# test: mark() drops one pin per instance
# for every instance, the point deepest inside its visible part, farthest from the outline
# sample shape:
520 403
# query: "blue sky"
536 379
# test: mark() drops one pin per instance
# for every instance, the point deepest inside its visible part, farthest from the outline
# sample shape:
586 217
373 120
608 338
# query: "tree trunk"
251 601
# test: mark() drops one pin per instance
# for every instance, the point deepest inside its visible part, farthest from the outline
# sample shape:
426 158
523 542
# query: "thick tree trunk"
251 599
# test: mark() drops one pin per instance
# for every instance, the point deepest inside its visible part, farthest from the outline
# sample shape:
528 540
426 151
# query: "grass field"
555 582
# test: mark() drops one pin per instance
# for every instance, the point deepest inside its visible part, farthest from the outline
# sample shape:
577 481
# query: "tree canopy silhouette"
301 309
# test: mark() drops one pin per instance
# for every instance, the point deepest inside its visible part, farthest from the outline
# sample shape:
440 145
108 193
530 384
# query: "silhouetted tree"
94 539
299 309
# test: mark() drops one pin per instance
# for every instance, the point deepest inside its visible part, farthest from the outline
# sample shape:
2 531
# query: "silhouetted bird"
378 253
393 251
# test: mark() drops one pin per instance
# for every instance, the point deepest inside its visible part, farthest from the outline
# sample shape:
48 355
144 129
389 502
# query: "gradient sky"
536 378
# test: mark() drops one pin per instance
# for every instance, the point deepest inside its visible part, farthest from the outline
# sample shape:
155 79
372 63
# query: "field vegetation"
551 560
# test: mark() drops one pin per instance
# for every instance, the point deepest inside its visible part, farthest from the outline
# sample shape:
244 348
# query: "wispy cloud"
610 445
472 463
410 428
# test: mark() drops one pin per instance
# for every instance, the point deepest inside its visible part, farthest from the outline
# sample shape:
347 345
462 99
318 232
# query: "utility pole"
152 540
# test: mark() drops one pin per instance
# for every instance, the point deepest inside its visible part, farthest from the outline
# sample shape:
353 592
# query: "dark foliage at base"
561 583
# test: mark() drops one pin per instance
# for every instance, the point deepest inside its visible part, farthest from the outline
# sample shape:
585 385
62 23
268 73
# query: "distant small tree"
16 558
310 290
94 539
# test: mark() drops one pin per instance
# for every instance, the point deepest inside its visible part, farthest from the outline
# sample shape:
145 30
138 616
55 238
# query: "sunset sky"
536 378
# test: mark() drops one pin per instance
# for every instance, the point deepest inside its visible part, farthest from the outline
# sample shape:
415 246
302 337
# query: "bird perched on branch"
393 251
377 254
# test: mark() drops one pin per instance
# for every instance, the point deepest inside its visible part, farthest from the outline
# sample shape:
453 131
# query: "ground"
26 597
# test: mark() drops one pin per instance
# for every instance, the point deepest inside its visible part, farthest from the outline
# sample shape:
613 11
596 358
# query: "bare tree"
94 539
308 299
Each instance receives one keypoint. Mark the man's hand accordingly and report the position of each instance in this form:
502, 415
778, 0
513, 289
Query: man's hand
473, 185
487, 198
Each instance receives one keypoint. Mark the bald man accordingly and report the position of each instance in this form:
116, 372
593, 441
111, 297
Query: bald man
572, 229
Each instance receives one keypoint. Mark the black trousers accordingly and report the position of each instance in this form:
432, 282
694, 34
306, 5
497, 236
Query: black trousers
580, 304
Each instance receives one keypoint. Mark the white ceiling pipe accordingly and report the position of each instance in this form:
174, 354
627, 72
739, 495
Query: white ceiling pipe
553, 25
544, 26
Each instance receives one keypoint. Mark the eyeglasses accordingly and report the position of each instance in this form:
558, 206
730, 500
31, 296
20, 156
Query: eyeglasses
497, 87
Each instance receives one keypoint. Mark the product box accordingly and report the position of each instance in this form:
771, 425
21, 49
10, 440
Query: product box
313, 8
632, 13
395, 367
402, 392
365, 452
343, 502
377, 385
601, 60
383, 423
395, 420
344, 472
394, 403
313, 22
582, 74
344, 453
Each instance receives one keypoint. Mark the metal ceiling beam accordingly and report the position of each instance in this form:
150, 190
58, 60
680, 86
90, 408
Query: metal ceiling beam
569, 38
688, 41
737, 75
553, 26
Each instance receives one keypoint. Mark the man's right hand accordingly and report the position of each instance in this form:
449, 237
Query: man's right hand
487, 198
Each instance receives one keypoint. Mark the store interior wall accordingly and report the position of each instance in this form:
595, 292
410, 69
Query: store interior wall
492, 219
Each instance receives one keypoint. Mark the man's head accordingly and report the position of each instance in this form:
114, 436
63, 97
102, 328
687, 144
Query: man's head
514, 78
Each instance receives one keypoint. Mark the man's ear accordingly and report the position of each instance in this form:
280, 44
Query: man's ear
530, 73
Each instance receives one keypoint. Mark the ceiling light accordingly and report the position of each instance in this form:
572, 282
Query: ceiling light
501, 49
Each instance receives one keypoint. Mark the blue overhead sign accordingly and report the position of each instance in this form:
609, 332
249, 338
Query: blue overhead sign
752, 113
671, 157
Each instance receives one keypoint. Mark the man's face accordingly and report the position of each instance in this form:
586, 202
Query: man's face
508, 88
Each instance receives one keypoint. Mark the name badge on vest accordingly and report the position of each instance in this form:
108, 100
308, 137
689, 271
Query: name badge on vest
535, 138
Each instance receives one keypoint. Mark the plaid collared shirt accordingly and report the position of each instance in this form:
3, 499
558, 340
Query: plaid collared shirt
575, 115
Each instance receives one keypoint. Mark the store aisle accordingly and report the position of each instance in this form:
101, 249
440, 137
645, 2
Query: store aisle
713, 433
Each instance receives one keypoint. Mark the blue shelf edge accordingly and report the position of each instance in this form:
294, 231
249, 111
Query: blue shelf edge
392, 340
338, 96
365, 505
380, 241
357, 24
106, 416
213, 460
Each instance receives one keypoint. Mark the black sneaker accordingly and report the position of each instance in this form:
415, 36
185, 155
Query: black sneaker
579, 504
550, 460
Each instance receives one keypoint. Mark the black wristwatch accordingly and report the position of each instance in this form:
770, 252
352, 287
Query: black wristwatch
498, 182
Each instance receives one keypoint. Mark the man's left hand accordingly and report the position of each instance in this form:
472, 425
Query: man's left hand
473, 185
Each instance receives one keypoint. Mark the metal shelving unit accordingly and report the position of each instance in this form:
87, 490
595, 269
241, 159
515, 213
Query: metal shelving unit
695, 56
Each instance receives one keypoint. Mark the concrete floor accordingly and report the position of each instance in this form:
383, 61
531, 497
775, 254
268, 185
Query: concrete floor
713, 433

> _Your instructions_: Reproduce every entry above. Make each line identical to the original.

> _Result_:
# test: mark() drops one pin per instance
# for every instance, the point deepest inside its visible part, farthest from the outline
# sample shape:
520 403
# query: "blue sky"
536 379
# test: mark() drops one pin per instance
# for every instance, the point deepest inside its visible part, farthest from the outline
# sample shape:
586 217
373 120
608 338
# query: "tree trunk"
251 601
# test: mark() drops one pin per instance
# for every instance, the point deepest inside its visible part, farthest from the outline
# sample shape:
426 158
523 542
# query: "thick tree trunk"
251 599
# test: mark() drops one pin per instance
# for every instance, the point deepest inside its visible part, farthest from the outline
# sample shape:
528 540
426 151
# query: "grass field"
555 582
# test: mark() drops one pin per instance
# for every instance, the point deepest inside its visible part, farthest from the outline
# sample shape:
577 481
# query: "tree canopy silhouette"
301 309
# test: mark() drops one pin per instance
# for every instance, the point deepest inside its visible part, farthest from the outline
# sample shape:
440 145
108 193
530 384
# query: "silhouetted tree"
94 539
299 309
# test: mark() drops one pin per instance
# for every instance, the point deepest inside its visible part, farthest from the outline
# sample shape:
2 531
# query: "silhouetted bird"
378 253
393 251
# test: mark() drops one pin per instance
# for every instance, the point deepest inside its visible part, farthest from the outline
# sample shape:
48 355
144 129
389 502
# query: "gradient sky"
536 378
# test: mark() drops one pin per instance
# for every instance, the point deepest inside its visible part, farthest from the outline
# sample shape:
155 79
372 63
# query: "field vegetation"
551 560
# test: mark() drops one pin per instance
# for every instance, the point deepest inside its visible part, farthest from the outline
# sample shape:
244 348
# query: "wispy cloud"
610 445
472 463
410 428
# test: mark() drops one pin per instance
# for every instance, the point deepest inside its visible part, farthest from the outline
# sample shape:
347 345
462 99
318 232
# query: "utility pole"
152 540
# test: mark() drops one pin per instance
# for every instance, the point deepest inside its visible part, farthest from the outline
# sample shape:
353 592
# query: "dark foliage at base"
561 583
# test: mark() drops one pin per instance
# for every instance, the point deepest inside its visible part, farthest from the outline
# sample shape:
585 385
62 23
268 73
# query: "distant small tree"
16 558
310 290
94 539
# test: mark() drops one pin per instance
# for every instance, the point deepest inside its visible part, farthest from the outline
# sample shape:
145 30
138 616
55 238
# query: "sunset sky"
536 378
# test: mark() drops one pin per instance
# for every instance, the point deepest inside its visible part, farthest from the outline
# sample shape:
415 246
302 337
# query: "bird perched on branch"
393 251
377 254
# test: mark() drops one pin per instance
# for every instance, the point deepest inside its visible part, farthest from the outline
# sample shape:
453 131
# query: "ground"
26 597
# test: mark() drops one pin per instance
# for every instance, the point deepest inside its visible part, farthest from the outline
# sample shape:
613 11
596 358
# query: "bare tree"
94 539
308 299
Each instance receives one keypoint. Mark the man's hand accordingly and report the position of each instance in this form:
502, 415
778, 0
513, 289
Query: man's hand
473, 185
487, 198
Each instance receives one keypoint. Mark the bald man accordingly and report the position of each instance in this form:
116, 372
593, 441
111, 297
Query: bald man
572, 229
Each instance receives one keypoint. Mark the black trousers accordingly and report the position of each instance in this form:
432, 282
694, 34
306, 5
497, 236
Query: black trousers
580, 304
Each instance receives one keypoint. Mark the white ceiling pipe accordingly and report the position of each instance in this form:
174, 354
627, 72
739, 495
Query: white ceiling pipe
553, 25
544, 26
Each instance receives one keypoint. Mark the eyeglasses accordingly and report the position of each instance in this form:
558, 206
730, 500
31, 296
20, 156
Query: eyeglasses
497, 87
Each instance receives one keypoint. Mark the product box accordingly and report the position of each instance in this form:
771, 425
21, 49
10, 440
Query: product box
313, 8
632, 13
395, 367
402, 392
365, 452
343, 502
377, 385
601, 60
383, 423
395, 420
344, 472
394, 403
313, 22
582, 74
344, 453
Each instance receives one keypoint. Mark the metal ceiling beam accordingly and report the position of each instance in this form:
150, 190
58, 60
680, 86
90, 408
Query: metal ceiling beam
569, 38
688, 41
737, 75
553, 26
Each instance receives one keypoint. Mark the man's right hand accordingly and report the position of each instance in this form:
449, 237
Query: man's right hand
487, 198
Each instance receives one keypoint. Mark the store interior wall accordingly and report the position of each instance in this form:
595, 292
410, 69
Query: store interior wall
492, 219
Each instance receives one keypoint. Mark the man's head accordingly and report the position of each instance in this form:
114, 436
63, 97
102, 328
687, 144
Query: man's head
514, 78
Each instance receives one keypoint. Mark the man's ear accordingly and report the position of each instance in this form:
280, 44
Query: man's ear
530, 73
Each instance receives one keypoint. Mark the ceiling light accordingly and report the position of each instance in this form:
572, 282
Query: ceiling light
501, 49
Each instance receives one keypoint. Mark the blue overhead sign accordingly and report the position of each instance in this form:
609, 332
249, 338
Query: blue overhead sign
752, 113
671, 157
Each instance receives one keypoint. Mark the man's face accordingly and report the position of each instance in this form:
586, 202
Query: man's face
508, 88
Each instance receives one keypoint. Mark the name badge on vest accordingly and report the position of each instance in this form:
108, 100
308, 137
689, 271
Query: name badge on vest
535, 138
Each instance receives one keypoint. Mark the plaid collared shirt accordingly and report the position of each instance in this form:
3, 499
558, 340
Query: plaid collared shirt
575, 115
Each instance receives one keypoint. Mark the store aisle accordingly and report the position of each instance in this form:
101, 249
440, 137
645, 2
Query: store aisle
713, 433
Each instance receives one keypoint. Mark the blue shelf edge accordingly and report the position of each instance in this form:
294, 231
249, 111
Query: blue shelf edge
392, 340
338, 96
365, 505
380, 241
357, 24
106, 416
213, 460
Each instance receives one keypoint. Mark the black sneaker accordingly and report the position of each instance in this form:
415, 36
185, 155
Query: black sneaker
579, 504
550, 460
Each instance receives one keypoint. Mark the black wristwatch accordingly and report the position of each instance in this form:
770, 252
352, 287
Query: black wristwatch
498, 182
Each instance receives one keypoint. Mark the man's left hand accordingly and report the position of each instance in this form:
472, 425
Query: man's left hand
473, 185
Each instance receives one keypoint. Mark the metal shelving unit accordingly and report the position of each instance in this form:
87, 490
595, 269
241, 159
515, 213
Query: metal shelving unit
695, 56
Each instance receives one keypoint. Mark the concrete floor accordingly and report the position of each instance in this form:
383, 61
531, 497
775, 254
268, 185
Query: concrete floor
713, 433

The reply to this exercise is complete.